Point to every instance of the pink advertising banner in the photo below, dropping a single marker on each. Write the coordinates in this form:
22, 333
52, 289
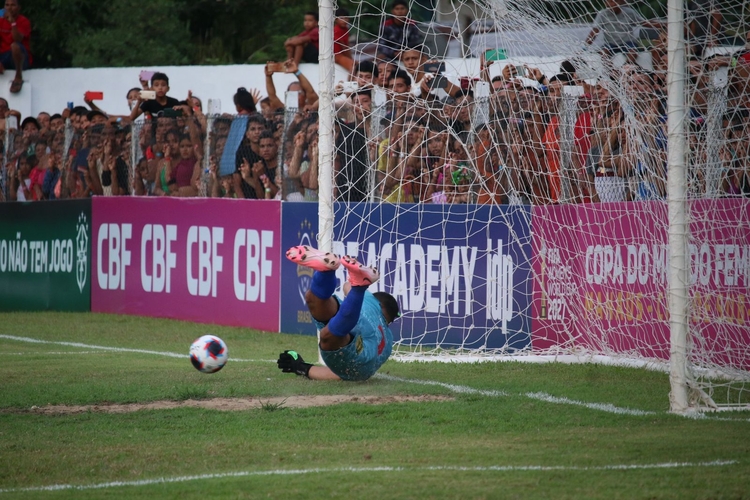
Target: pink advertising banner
600, 278
203, 260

==================================================

### PROBLEM REQUIREMENTS
Rewrite every line of the entries above, requests included, and increase each coordinate in the answers by 115, leaving the sample coordinates in the requests unchanged. Leave the pictures out.

### ANSWER TO THIS EXERCISE
Point to every instance of the pink advertising banner in the photo below, dropping a single marker on each. Write the coordinates in this form:
22, 333
52, 289
Target: pink advertising banner
715, 393
318, 375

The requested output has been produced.